WHAT THE TASK REQUIRES:
Reproduce verbatim the lines of the records below, starting with the line that contains "Whereabouts in the picture above is the wooden" and continuing through the end of the records.

--- BEGIN MATERIAL FOR THIS TASK ---

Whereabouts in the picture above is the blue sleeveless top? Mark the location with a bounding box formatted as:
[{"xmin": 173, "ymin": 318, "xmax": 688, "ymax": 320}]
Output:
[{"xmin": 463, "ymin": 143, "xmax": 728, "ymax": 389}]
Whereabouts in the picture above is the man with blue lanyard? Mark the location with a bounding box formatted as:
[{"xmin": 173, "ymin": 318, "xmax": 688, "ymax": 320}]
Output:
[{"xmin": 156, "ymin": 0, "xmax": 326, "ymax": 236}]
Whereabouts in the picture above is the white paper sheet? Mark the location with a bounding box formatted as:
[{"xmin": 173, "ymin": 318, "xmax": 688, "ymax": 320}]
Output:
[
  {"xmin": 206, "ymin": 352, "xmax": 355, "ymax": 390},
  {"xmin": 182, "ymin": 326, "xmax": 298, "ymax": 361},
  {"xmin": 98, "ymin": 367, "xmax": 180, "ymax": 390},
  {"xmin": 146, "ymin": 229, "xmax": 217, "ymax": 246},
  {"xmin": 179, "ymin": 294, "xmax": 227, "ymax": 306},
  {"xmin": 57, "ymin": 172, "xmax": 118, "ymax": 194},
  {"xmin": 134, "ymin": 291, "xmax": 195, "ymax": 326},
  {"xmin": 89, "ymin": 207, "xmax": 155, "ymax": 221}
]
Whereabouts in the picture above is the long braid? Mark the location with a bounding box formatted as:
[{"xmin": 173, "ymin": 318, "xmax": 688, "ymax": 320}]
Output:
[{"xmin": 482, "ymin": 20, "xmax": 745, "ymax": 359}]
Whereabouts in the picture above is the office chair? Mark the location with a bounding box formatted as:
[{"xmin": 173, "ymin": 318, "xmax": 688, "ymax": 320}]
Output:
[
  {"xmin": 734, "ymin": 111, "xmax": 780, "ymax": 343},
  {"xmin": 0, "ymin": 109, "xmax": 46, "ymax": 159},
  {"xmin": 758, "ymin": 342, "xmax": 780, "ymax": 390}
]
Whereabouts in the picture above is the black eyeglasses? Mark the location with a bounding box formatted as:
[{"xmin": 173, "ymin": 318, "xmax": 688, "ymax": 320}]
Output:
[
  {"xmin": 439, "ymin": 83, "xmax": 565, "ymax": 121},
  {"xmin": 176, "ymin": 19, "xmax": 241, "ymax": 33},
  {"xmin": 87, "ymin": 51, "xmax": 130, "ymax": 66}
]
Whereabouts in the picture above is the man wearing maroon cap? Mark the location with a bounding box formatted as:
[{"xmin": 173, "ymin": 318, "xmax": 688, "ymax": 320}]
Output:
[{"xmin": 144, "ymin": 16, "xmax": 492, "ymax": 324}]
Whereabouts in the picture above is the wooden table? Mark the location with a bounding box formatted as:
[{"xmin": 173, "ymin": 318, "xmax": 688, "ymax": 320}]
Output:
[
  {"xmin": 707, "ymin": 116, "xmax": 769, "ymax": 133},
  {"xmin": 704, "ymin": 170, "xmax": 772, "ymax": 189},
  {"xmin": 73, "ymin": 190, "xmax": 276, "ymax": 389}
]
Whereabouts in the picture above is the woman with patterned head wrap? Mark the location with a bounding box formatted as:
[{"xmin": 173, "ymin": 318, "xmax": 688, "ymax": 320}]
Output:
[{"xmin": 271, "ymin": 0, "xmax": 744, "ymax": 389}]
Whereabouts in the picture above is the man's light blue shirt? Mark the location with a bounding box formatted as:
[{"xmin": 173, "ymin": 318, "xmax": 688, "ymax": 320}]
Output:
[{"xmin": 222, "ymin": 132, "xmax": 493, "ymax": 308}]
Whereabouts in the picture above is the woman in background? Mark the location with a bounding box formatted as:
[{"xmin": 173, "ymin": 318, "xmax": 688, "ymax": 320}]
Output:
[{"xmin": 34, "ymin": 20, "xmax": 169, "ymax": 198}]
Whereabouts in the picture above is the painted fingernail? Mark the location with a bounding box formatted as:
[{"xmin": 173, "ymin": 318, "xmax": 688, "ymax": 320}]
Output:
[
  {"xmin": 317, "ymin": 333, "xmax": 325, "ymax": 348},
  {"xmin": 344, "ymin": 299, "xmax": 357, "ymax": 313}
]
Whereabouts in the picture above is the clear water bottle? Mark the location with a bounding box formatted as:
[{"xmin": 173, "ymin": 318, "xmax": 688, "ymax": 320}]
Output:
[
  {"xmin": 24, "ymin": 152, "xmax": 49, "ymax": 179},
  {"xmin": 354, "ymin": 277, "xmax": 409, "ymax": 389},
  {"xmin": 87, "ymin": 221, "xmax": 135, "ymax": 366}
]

--- END MATERIAL FOR THIS TASK ---

COMPLETE ANSWER:
Whereabouts in the picture above is the wooden table? Mark the location with a bounding box formatted as:
[{"xmin": 173, "ymin": 318, "xmax": 688, "ymax": 320}]
Output:
[
  {"xmin": 707, "ymin": 116, "xmax": 769, "ymax": 133},
  {"xmin": 704, "ymin": 170, "xmax": 772, "ymax": 189},
  {"xmin": 73, "ymin": 190, "xmax": 276, "ymax": 389}
]
Whereabouts in the picture above is the woman with patterned head wrap? Mark the location with a bounding box formatted as:
[{"xmin": 173, "ymin": 318, "xmax": 688, "ymax": 320}]
Output:
[{"xmin": 271, "ymin": 0, "xmax": 744, "ymax": 389}]
Whereabouts in the picture above is the man's light blue shirt? Mark the location with a bounding box formatted as:
[{"xmin": 173, "ymin": 318, "xmax": 688, "ymax": 320}]
Output:
[{"xmin": 222, "ymin": 132, "xmax": 493, "ymax": 308}]
Whereabouts in the picture above is the woman in background? Mark the location with a bounding box formatted as:
[{"xmin": 173, "ymin": 318, "xmax": 688, "ymax": 320}]
Output:
[{"xmin": 34, "ymin": 20, "xmax": 169, "ymax": 198}]
Whereabouts in the picture above is the painted fingernail? Mark the location with a bounding box formatted as:
[{"xmin": 173, "ymin": 318, "xmax": 688, "ymax": 320}]
Output:
[
  {"xmin": 317, "ymin": 333, "xmax": 325, "ymax": 348},
  {"xmin": 344, "ymin": 299, "xmax": 357, "ymax": 313}
]
Whereabouts in the picture above is the clear water bottle? Mark the location with a bounding box formatted as:
[{"xmin": 173, "ymin": 318, "xmax": 688, "ymax": 320}]
Output:
[
  {"xmin": 24, "ymin": 152, "xmax": 49, "ymax": 179},
  {"xmin": 354, "ymin": 277, "xmax": 409, "ymax": 389},
  {"xmin": 87, "ymin": 221, "xmax": 135, "ymax": 366}
]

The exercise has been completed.